[Opening Record set section]

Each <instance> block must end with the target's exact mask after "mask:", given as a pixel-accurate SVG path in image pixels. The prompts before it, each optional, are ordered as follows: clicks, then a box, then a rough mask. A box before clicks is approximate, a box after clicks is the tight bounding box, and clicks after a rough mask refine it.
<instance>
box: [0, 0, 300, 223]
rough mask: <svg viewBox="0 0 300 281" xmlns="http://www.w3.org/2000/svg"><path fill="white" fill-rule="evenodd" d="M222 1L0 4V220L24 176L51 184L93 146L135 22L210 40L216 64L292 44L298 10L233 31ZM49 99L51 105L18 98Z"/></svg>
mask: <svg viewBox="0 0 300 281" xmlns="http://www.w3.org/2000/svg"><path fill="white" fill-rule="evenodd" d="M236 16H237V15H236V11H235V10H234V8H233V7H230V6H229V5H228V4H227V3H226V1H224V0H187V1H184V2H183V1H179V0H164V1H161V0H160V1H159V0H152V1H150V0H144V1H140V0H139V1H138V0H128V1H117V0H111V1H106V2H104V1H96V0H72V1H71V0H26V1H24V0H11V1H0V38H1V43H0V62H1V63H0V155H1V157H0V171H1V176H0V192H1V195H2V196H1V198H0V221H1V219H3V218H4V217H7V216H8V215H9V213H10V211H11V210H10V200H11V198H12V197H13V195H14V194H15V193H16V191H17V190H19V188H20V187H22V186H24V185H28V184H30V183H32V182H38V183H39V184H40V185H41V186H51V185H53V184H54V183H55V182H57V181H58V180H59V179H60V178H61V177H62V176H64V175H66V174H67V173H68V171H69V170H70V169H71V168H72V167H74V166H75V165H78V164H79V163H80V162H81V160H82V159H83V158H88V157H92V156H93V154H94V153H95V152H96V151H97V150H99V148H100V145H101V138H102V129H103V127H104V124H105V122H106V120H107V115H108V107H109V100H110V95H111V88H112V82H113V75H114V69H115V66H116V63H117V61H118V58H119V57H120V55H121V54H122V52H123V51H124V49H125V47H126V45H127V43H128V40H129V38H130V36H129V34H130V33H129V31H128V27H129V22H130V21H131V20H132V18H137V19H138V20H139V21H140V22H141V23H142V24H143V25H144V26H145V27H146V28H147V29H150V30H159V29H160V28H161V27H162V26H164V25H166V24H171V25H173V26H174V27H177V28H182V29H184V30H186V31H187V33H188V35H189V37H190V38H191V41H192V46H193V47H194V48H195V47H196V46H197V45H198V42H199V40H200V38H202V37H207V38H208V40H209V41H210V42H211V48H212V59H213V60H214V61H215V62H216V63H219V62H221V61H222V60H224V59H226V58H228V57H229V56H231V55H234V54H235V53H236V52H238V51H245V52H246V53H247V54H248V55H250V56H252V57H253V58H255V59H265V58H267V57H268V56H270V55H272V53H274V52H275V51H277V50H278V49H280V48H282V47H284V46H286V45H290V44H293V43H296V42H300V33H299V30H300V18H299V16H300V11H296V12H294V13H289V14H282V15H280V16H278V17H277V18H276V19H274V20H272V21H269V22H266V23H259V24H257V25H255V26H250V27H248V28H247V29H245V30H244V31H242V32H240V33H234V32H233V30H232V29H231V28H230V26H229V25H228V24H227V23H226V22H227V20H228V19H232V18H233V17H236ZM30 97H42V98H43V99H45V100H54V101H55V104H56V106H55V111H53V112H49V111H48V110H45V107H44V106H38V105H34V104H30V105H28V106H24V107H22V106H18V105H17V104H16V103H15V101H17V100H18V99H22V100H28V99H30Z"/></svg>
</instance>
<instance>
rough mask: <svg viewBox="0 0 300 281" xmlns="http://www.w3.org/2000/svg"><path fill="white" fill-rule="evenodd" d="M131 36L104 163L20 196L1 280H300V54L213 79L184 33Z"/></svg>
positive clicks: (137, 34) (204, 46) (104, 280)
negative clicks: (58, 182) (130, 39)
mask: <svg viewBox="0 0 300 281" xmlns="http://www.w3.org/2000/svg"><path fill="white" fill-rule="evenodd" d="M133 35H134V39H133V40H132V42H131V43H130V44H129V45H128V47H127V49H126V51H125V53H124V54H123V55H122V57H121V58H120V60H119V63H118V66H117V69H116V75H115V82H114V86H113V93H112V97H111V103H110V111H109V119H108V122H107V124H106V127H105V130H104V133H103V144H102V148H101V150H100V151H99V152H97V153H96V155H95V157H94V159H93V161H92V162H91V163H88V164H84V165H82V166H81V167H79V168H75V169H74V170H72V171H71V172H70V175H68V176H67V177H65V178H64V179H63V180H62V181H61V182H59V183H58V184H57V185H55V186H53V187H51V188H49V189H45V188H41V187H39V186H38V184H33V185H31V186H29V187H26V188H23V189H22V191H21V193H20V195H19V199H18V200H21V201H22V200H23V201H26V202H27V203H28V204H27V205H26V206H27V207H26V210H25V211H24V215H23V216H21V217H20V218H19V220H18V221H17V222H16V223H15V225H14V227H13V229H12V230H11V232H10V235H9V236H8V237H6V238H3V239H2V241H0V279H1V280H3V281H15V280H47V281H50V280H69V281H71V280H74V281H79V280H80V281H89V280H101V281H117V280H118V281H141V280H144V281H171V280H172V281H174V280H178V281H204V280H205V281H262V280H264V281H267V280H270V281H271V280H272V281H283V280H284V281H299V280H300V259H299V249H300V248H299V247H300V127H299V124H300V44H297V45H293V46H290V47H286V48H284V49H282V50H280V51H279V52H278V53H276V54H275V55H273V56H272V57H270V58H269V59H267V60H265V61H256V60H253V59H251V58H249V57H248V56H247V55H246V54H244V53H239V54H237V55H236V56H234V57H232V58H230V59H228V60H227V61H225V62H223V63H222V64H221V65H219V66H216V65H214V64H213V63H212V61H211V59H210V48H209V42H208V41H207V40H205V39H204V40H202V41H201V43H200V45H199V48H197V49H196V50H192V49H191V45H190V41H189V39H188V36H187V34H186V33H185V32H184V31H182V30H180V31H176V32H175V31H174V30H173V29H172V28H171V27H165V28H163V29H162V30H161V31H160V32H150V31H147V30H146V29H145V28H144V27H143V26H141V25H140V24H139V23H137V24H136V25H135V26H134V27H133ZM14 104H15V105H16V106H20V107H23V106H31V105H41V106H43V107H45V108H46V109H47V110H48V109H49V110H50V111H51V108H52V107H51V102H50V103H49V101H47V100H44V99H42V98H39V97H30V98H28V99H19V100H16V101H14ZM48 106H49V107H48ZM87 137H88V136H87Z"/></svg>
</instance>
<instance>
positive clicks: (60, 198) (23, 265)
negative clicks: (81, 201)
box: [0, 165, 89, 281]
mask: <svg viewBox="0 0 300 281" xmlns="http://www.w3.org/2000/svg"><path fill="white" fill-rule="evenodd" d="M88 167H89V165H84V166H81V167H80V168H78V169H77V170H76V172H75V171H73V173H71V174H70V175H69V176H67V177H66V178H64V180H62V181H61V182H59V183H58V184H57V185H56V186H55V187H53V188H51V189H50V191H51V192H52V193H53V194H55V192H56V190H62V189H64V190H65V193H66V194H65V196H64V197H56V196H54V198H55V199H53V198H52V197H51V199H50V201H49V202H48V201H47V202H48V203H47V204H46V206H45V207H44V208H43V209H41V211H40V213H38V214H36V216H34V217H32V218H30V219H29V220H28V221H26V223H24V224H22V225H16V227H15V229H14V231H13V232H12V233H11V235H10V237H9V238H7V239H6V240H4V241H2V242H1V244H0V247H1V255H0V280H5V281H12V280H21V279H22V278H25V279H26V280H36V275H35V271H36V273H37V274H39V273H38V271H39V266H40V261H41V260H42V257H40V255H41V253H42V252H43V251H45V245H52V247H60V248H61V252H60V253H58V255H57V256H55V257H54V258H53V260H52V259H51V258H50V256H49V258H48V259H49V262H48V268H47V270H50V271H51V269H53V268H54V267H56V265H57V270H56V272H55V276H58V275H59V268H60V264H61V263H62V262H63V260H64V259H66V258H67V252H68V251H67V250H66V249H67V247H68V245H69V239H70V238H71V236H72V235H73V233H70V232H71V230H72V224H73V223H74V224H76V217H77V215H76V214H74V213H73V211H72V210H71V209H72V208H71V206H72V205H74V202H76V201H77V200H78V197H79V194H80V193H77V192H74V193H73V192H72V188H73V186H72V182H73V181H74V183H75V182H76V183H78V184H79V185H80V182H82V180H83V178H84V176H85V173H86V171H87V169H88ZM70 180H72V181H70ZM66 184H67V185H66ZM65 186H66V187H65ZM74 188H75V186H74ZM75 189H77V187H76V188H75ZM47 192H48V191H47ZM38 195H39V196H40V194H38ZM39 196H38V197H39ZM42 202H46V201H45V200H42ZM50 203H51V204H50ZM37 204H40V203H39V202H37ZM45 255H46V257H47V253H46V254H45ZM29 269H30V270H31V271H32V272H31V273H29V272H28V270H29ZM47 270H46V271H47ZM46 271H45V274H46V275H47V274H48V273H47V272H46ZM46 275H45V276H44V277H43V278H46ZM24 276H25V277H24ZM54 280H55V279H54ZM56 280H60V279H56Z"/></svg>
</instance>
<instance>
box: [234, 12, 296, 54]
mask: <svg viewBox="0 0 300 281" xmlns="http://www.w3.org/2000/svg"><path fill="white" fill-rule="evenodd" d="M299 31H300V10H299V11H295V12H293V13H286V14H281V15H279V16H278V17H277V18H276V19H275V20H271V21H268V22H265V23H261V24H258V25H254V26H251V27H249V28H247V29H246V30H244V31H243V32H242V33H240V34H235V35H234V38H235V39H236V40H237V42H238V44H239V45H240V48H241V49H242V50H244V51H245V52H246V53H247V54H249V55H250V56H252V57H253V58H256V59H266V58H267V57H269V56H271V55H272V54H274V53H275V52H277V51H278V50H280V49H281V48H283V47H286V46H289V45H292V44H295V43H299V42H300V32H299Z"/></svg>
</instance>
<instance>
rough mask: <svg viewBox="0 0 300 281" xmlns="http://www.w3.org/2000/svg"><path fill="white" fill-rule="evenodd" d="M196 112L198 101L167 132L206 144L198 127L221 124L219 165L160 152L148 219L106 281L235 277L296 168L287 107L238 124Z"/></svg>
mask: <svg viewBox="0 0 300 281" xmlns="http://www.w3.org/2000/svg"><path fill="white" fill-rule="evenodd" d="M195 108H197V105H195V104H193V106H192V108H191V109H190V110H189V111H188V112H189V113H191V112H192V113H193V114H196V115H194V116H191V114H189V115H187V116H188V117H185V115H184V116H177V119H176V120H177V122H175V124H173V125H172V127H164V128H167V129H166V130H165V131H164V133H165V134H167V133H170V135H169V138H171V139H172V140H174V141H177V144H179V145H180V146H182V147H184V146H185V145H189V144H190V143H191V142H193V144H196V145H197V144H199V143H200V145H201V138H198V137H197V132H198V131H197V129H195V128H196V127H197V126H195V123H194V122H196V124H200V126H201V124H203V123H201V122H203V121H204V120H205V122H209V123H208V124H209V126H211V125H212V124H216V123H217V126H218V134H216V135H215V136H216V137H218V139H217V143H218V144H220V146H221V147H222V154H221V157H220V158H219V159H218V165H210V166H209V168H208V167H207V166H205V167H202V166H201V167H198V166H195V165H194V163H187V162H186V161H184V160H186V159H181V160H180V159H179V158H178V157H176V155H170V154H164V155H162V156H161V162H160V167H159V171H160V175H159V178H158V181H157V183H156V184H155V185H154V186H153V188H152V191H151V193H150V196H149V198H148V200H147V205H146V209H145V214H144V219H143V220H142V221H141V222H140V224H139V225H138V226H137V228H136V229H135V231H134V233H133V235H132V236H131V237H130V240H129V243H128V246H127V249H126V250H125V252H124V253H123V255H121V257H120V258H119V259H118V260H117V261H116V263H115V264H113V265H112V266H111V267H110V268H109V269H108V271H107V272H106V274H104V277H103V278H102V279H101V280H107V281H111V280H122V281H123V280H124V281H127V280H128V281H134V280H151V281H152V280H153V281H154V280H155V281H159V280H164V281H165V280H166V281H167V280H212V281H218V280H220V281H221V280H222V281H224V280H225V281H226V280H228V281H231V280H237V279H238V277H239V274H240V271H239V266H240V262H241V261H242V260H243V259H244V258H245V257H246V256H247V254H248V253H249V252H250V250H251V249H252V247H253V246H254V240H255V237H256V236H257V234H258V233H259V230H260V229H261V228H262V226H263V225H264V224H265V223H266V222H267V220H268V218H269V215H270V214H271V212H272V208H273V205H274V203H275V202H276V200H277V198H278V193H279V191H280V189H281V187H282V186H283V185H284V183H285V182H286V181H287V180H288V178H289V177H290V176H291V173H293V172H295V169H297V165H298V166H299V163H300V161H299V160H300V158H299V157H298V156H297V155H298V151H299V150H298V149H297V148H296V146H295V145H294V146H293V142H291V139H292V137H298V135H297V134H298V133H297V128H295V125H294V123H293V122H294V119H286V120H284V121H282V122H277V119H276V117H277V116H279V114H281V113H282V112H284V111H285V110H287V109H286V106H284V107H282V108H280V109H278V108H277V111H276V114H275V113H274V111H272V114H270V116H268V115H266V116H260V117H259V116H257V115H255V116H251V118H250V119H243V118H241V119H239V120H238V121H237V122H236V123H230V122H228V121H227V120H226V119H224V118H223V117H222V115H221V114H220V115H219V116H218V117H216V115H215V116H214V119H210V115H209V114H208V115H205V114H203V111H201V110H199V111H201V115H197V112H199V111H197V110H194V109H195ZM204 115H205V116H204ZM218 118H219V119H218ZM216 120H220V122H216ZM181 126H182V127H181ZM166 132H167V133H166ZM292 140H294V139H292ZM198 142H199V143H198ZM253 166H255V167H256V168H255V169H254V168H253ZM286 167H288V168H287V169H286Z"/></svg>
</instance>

[Closing Record set section]

Work task: For each line of the data that has the word "positive", report that line.

Answer to this problem:
positive clicks: (137, 34) (204, 46) (104, 280)
positive clicks: (60, 198) (23, 265)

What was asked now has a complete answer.